Exposed to the heady politics of the state capital, Keyes joined the Whig Party. In 1851 he was a strong campaigner for Leonard J. Farwell for governor. After Farwell's victory Keyes had hoped to be hired as the governor's private secretary, but was not successful. He reasoned that there were many poor "scalawags like myself" seeking a state job.

In October 1852 Keyes ran for Dane County District Attorney despite that he had yet to be admitted to the state bar. Defeated at the Whig convention, he was invited to run for the local state assembly seat, but Keyes declined in the face of stronger Democratic opposition.

==Rising with the Republican Party==

Following the introduction of the Kansas–Nebraska bill in Congress, citizens of Ripon, Wisconsin, founded the new anti-slavery Republican Party on March 20, 1854. Three months later the state Republican Party was formally organized at a mass convention in Madison.

Though Keyes was involved in the formation of the Dane County Republicans, he also showed support for the anti-immigrant American "Know-Nothing" Party, being vice president of the Madison chapter. Regardless, abolitionist Sherman Booth appointed him to the Republican State Central Committee. He rose through the ranks and formed alliances at party conventions, winning election as the Republican candidate for Dane County District Attorney in 1858.

Like many state Republicans, Keyes supported Sen. William Seward for president at the 1860 convention in Chicago, but transferred support to Abraham Lincoln after his nomination became imminent. Upon his return to Madison, he and another Republican lifted a rail from an old fence to their shoulders and marched to the capitol to demonstrate support for Lincoln "the Rail Splitter."

At the Second Congressional District Republican Convention held that summer in La Crosse, Keyes led a group of young former Whigs of Dane County (including Wisconsin State Journal publishers Horace Rublee and David Atwood) to help secure the nomination of his friend Luther Hanchett for the U.S. Senate, despite Madison Republican Chauncey Abbott having been the presumed favorite.

==Madison postmaster and machine politician==

For several years it had been Keyes' goal to become Madison's first Republican postmaster. To attain this appointment Keyes and his allies persuaded Governor Alexander Randall not to run for the U.S. Senate in 1861, and to back Keyes' friend Judge Timothy O. Howe for that seat. Following Howe's victory, President Abraham Lincoln appointed Keyes Madison Postmaster, which granted him the power to reward Republican supporters with postal jobs, and punish enemies within the party. A year later Randall was appointed by Lincoln as First Assistant Postmaster General, and with Keyes controlled jobs in more than a thousand post offices in the state.

Derided by Democrats as the "Madison Regency," this relationship had become the dominant political machine in the state by 1864. Its operation can be typified by Randall's support of lumber baron Philetus Sawyer for congress. He designated Keyes as a special agent of the post office, granting him free rail passes to visit all the postmasters in that district to instruct them to work towards Sawyer's election, which resulted in victory. The Republican machine also had its views trumpeted in the Wisconsin State Journal, thanks to editors David Atwood and Horace Rublee, who was also the state party chairman.

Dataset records
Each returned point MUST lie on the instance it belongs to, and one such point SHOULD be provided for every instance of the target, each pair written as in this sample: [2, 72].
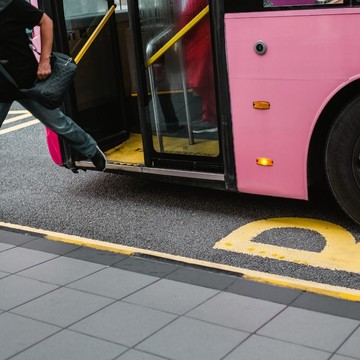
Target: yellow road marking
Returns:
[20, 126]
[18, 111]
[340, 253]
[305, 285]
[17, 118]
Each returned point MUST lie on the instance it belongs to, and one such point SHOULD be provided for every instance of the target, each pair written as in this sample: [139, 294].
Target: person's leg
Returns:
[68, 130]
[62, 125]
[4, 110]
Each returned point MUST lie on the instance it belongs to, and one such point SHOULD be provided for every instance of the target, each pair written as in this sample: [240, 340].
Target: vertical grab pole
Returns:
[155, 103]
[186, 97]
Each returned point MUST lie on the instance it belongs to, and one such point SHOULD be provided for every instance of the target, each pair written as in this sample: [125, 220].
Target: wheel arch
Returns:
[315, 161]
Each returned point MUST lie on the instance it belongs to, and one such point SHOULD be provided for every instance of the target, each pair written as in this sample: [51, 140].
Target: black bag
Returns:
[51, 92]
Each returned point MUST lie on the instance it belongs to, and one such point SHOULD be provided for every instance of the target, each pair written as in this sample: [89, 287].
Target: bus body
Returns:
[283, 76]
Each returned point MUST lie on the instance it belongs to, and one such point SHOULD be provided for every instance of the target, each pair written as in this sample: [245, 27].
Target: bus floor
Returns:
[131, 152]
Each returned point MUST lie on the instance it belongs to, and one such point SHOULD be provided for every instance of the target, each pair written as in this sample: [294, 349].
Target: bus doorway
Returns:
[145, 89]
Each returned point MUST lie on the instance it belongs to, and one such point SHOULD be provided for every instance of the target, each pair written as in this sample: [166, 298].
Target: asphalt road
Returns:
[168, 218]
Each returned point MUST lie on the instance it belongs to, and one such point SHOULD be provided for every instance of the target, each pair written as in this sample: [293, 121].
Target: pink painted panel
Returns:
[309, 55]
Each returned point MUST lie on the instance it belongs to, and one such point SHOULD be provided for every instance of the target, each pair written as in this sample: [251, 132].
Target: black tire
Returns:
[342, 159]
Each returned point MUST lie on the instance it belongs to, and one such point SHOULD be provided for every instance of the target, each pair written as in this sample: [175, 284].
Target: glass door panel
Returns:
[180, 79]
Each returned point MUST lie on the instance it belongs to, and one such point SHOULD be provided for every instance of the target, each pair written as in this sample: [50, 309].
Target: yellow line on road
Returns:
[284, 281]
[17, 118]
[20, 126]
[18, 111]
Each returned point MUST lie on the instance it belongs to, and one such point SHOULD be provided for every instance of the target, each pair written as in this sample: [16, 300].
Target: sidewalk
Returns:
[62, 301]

▶ **PROBLEMS TO WORK ON**
1 - Answer yes or no to whether each statement agrees with the Keyes passage, and quote the words from the passage that decide it. (a) Keyes was hired as Governor Farwell's private secretary. (b) The state Republican Party was formally organized at a convention in Madison. (c) Horace Rublee served as the state party chairman.
2 - Answer these questions from the Keyes passage:
(a) In what year did Keyes win election as the Republican candidate for Dane County District Attorney?
(b) In which city was the Second Congressional District Republican Convention held?
(c) To what office did Lincoln appoint Randall?
3 - Rewrite the Keyes passage from "At the Second" to "the presumed favorite.", swapping "nomination" for "candidacy".

▶ **ANSWERS**
1 -
(a) No: "Keyes had hoped to be hired as the governor's private secretary, but was not successful."
(b) Yes: "Three months later the state Republican Party was formally organized at a mass convention in Madison."
(c) Yes: "Horace Rublee, who was also the state party chairman."

2 -
(a) 1858
(b) La Crosse
(c) First Assistant Postmaster General

3 -
At the Second Congressional District Republican Convention held that summer in La Crosse, Keyes led a group of young former Whigs of Dane County (including Wisconsin State Journal publishers Horace Rublee and David Atwood) to help secure the candidacy of his friend Luther Hanchett for the U.S. Senate, despite Madison Republican Chauncey Abbott having been the presumed favorite.